* **EXTRACT TO READ**:
# Some Q's on full range speakers



## BoomieMCT

Other then Fostex, who makes a good full range speaker? I see some by Pioneer and Tang Band for sale but I want people's real experiences with them. I'd like to get some to experiment with but I need a starting point. Since this is for fooling around, I'd prefer to get something cheaper then a Fostex or Manger.


----------



## RAW

Have a look at the FR125S.
Put them in a .25cft cabinet and these will surprize you:holycow:


----------



## kano32

Check out www.zaphaudio.com

Zaph has a couple of full range driver's that he tested and used in small designs.


----------



## Bob in St. Louis

Hey Boom, we've chatted before about my toys so I may not be telling you anything new....
That being said, I've stopped searching for the perfect driver since I found these:

http://www.hawthorneaudio.com/drivers.htm

Bob


----------



## BoomieMCT

Bob in St. Louis said:


> Hey Boom, we've chatted before about my toys so I may not be telling you anything new....
> That being said, I've stopped searching for the perfect driver since I found these:
> 
> http://www.hawthorneaudio.com/drivers.htm
> 
> Bob


Those do look neat, but I'm not looking for the "perfect" speakers. I just have a hankering to play around with some full range ones because I never have before.


----------



## Bob in St. Louis

For the strick use of "playing with", maybe RadioShack :yikes: I've never messed (or even looked at) any of thier drivers, but I would think they'd be cheap enough to play with???
I've seen a few guys try them out, with the same intended use as you have, and they were pretty happy with them.
I would think it goes without saying (but I'll say it anyway :bigsmile: ) We all know they aren't audiophile grade, but might be fun to play with none the less.

* **DATA BLOCK**:
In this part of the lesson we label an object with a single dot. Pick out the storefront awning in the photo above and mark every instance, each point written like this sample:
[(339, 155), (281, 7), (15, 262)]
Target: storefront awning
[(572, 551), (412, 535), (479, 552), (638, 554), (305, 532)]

* **SHORT PROBLEM**: Write out the thread on full range speakers word for word, from "For the strick" up to and including "none the less.". The material can be left aside here.

* **RESULT FOR THIS TASK**:
For the strick use of "playing with", maybe RadioShack :yikes: I've never messed (or even looked at) any of thier drivers, but I would think they'd be cheap enough to play with???
I've seen a few guys try them out, with the same intended use as you have, and they were pretty happy with them.
I would think it goes without saying (but I'll say it anyway :bigsmile: ) We all know they aren't audiophile grade, but might be fun to play with none the less.